=== Text provided ===
Raised in New Jersey, Bellucci was a “pizza-maker’s pizza-maker,” according to Scott Wiener, who runs Scott’s Pizza Tours, and had an accomplished but complicated career in the industry. He first came to prominence at Lombardi’s, a reboot of the historic pizzeria, where he demonstrated both his talent for pizza and his charisma.

However, his time at the pizzeria was cut short two years later, when he pleaded guilty to 54 counts of fraud (from his time at a New York law firm) and served 13 months in jail. He stayed out of pizza for the next 16 years, driving cabs in the city, until going to Kuala Lumpur to open restaurants. There, he got back into cooking pizza, went to China in hopes of opening more pizzerias, and, after those plans had fizzled, returned to New York to run the kitchen at Rubirosa, a gig that only lasted a few months.

In 2021, he opened a shop, Bellucci Pizza, in Astoria with a local businessman named Leo Dakmak, and was, at long last, back in the thick of it. (This span of his life was also the subject of David Shapiro’s documentary Untitled Pizza Movie, which explores loss, memory, and gentrification in New York through Bellucci.)

Within a year, however, the partnership devolved into a bitter squabble, and Bellucci left to open a new shop in Astoria with Katakis. The fight went legal in June 2022, when Dakmak sued Bellucci over trademark infringement, unfair competition, and defamation. The lawsuit was settled in December, and any legal troubles seemed to finally, Wiener says, be put to rest.

“I think that once he got into this current place, and now that the lawsuit has ended, the only thing about him has been the pizza,” Wiener adds. “I really feel like he was at the top of his game.”
=== Entries ===
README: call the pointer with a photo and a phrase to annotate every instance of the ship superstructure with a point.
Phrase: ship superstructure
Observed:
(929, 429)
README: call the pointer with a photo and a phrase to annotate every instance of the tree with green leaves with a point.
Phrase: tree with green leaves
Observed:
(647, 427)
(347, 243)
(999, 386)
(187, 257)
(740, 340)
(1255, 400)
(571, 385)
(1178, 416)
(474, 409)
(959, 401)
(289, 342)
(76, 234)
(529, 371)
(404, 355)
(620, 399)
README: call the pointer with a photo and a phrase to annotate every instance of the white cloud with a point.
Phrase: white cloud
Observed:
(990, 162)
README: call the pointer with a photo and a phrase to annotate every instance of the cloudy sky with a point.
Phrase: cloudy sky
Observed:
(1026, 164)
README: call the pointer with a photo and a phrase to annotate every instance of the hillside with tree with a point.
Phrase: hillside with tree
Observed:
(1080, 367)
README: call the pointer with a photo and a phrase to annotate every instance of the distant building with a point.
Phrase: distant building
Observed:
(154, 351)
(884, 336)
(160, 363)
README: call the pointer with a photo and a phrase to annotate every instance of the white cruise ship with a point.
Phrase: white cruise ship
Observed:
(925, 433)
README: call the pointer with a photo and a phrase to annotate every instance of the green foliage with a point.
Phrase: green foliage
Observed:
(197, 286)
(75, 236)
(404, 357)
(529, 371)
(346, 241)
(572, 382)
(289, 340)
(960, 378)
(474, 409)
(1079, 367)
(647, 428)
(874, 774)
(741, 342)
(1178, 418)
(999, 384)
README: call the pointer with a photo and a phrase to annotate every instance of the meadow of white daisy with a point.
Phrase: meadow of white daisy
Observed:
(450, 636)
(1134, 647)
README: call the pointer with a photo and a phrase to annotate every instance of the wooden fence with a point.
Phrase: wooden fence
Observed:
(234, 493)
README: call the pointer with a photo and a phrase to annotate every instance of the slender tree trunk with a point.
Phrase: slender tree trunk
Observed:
===
- Work to be completed -
Retype the passage about Bellucci's career in pizza in full, exactly as it appears above, without any changes.

- Result for this task -
Raised in New Jersey, Bellucci was a “pizza-maker’s pizza-maker,” according to Scott Wiener, who runs Scott’s Pizza Tours, and had an accomplished but complicated career in the industry. He first came to prominence at Lombardi’s, a reboot of the historic pizzeria, where he demonstrated both his talent for pizza and his charisma.

However, his time at the pizzeria was cut short two years later, when he pleaded guilty to 54 counts of fraud (from his time at a New York law firm) and served 13 months in jail. He stayed out of pizza for the next 16 years, driving cabs in the city, until going to Kuala Lumpur to open restaurants. There, he got back into cooking pizza, went to China in hopes of opening more pizzerias, and, after those plans had fizzled, returned to New York to run the kitchen at Rubirosa, a gig that only lasted a few months.

In 2021, he opened a shop, Bellucci Pizza, in Astoria with a local businessman named Leo Dakmak, and was, at long last, back in the thick of it. (This span of his life was also the subject of David Shapiro’s documentary Untitled Pizza Movie, which explores loss, memory, and gentrification in New York through Bellucci.)

Within a year, however, the partnership devolved into a bitter squabble, and Bellucci left to open a new shop in Astoria with Katakis. The fight went legal in June 2022, when Dakmak sued Bellucci over trademark infringement, unfair competition, and defamation. The lawsuit was settled in December, and any legal troubles seemed to finally, Wiener says, be put to rest.

“I think that once he got into this current place, and now that the lawsuit has ended, the only thing about him has been the pizza,” Wiener adds. “I really feel like he was at the top of his game.”